● Work order:
Copy the data below verbatim, leaving no line out.

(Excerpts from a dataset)
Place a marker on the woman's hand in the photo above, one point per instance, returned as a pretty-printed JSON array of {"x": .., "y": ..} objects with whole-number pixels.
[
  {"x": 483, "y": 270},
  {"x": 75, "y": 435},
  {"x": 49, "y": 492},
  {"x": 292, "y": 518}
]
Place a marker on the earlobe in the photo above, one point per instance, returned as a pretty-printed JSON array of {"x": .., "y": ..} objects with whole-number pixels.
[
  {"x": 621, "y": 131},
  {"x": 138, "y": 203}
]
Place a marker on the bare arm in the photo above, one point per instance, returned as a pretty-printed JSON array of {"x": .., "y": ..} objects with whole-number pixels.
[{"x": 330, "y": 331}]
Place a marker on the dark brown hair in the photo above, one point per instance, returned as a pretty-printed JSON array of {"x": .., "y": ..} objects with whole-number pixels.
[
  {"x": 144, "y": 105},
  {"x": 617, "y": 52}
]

● Problem solution:
Place a marker on the woman's hand in the photo above, one point per instance, returned as a pretty-printed JSON array of {"x": .., "y": ..} objects with whole-number pixels.
[
  {"x": 483, "y": 270},
  {"x": 75, "y": 435},
  {"x": 49, "y": 492},
  {"x": 292, "y": 518}
]
Place a marker on the earlobe in the photo above, one point per instance, returned as a pretty-printed JSON array of {"x": .., "y": ..} objects with whole-number pixels.
[
  {"x": 621, "y": 131},
  {"x": 138, "y": 203}
]
Place a marker on the bare arm in the photo above, one point per instance, returned as a pretty-printed JSON array of {"x": .., "y": ..} objects with whole-number pixels.
[{"x": 330, "y": 331}]
Place a marker on the dark brown hair in the photo above, one point per instance, returned as a pretty-printed JSON array of {"x": .., "y": ..} objects with whole-number pixels.
[
  {"x": 144, "y": 105},
  {"x": 617, "y": 52}
]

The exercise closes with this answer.